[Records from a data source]
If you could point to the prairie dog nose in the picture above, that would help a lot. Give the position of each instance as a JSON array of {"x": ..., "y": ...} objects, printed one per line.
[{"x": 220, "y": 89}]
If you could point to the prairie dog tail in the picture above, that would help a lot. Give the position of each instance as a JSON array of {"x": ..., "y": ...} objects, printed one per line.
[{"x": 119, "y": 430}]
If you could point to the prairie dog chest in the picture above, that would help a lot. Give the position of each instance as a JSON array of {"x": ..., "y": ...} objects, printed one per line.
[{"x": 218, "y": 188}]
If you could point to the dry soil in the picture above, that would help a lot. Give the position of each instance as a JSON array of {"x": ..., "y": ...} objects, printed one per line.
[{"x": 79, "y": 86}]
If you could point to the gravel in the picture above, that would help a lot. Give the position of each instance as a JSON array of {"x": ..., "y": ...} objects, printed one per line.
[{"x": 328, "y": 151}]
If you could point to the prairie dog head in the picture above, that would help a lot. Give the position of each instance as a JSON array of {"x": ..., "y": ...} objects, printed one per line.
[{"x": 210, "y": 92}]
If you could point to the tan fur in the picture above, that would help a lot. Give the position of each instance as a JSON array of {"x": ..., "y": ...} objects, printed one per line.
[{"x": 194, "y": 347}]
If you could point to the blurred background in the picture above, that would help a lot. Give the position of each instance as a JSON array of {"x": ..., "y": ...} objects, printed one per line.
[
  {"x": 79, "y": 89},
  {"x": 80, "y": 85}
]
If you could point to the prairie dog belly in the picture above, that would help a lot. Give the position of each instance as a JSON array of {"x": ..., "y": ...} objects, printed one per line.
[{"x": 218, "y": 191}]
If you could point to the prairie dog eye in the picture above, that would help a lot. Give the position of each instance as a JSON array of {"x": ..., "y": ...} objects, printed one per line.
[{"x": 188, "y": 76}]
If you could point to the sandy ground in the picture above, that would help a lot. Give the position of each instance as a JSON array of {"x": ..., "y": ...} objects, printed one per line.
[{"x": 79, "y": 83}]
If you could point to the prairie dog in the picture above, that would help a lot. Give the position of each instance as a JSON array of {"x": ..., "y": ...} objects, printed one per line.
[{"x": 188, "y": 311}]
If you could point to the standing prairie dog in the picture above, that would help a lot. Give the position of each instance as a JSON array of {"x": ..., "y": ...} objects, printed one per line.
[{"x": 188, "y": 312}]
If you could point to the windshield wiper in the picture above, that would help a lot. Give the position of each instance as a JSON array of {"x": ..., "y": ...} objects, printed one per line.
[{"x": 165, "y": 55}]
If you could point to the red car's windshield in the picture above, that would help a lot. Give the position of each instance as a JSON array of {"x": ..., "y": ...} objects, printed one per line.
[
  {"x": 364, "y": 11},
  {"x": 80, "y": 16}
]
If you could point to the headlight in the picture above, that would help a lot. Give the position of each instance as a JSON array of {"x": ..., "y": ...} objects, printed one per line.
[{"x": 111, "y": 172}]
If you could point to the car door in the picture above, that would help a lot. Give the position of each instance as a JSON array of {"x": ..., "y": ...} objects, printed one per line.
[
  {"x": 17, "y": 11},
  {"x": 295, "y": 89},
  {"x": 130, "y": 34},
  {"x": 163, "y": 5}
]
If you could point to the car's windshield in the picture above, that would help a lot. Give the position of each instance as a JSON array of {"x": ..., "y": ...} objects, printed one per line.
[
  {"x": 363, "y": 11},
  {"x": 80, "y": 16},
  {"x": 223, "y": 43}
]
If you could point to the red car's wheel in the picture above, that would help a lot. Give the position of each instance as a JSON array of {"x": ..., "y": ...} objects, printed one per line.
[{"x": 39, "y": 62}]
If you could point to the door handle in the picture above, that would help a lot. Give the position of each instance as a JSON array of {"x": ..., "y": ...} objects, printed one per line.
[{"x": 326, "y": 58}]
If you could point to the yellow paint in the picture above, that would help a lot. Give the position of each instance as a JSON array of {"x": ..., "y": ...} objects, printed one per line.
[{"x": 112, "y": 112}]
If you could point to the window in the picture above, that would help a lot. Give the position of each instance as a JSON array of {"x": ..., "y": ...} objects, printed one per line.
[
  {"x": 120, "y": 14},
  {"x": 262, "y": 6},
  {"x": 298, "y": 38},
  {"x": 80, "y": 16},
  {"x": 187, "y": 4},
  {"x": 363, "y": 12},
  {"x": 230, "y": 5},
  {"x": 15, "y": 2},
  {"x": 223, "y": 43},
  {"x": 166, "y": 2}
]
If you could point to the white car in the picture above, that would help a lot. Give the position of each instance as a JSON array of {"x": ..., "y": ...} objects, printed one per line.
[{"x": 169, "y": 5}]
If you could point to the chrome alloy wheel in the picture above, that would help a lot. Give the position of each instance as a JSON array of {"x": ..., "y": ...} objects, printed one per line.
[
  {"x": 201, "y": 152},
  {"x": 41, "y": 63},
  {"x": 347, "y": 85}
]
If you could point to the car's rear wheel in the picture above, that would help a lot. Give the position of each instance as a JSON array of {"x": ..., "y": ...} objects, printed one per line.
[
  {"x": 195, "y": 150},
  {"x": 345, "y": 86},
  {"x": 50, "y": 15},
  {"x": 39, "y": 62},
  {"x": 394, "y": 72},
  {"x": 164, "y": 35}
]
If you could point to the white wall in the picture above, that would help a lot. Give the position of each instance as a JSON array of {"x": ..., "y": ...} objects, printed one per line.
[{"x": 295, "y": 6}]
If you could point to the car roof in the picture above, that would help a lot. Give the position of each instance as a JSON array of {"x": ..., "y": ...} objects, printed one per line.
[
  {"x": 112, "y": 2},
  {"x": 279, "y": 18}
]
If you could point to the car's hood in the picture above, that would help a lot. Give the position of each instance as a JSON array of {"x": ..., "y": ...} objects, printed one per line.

## Set problem:
Write out the listing again, starting at the line that has "If you could point to the chrome" and running through the end of the listing, keeping every line in place. Add 49 to each x and y coordinate value in the answers.

## Full response:
If you could point to the chrome alloy wheel in the picture above, that would help a lot. Give the position of each instance as a JSON array of {"x": ..., "y": ...} objects, printed one per line.
[
  {"x": 250, "y": 201},
  {"x": 90, "y": 112},
  {"x": 396, "y": 134}
]
If you could point to the car's rear wheel in the picture above, that would help a lot. Give the position of each instance as a JSON array of {"x": ..., "y": ...} objects, printed one per line.
[
  {"x": 244, "y": 199},
  {"x": 394, "y": 135},
  {"x": 99, "y": 64},
  {"x": 88, "y": 111},
  {"x": 443, "y": 121},
  {"x": 213, "y": 84}
]
If you could point to the white wall in the picture above, that would help a lot. Give the position of each instance as a JSON array of {"x": ..., "y": ...} objects, printed one per line.
[{"x": 344, "y": 55}]
If you could point to the car roof in the picture above, that would help a lot. Give the position of each instance as a JSON array of {"x": ..., "y": ...} objects, printed one per line.
[
  {"x": 161, "y": 51},
  {"x": 328, "y": 67}
]
If you could point to the car's hood in the picture above, that would help a lot. Give the position of each instance as a JSON array of {"x": ..., "y": ...} objects, printed one per line.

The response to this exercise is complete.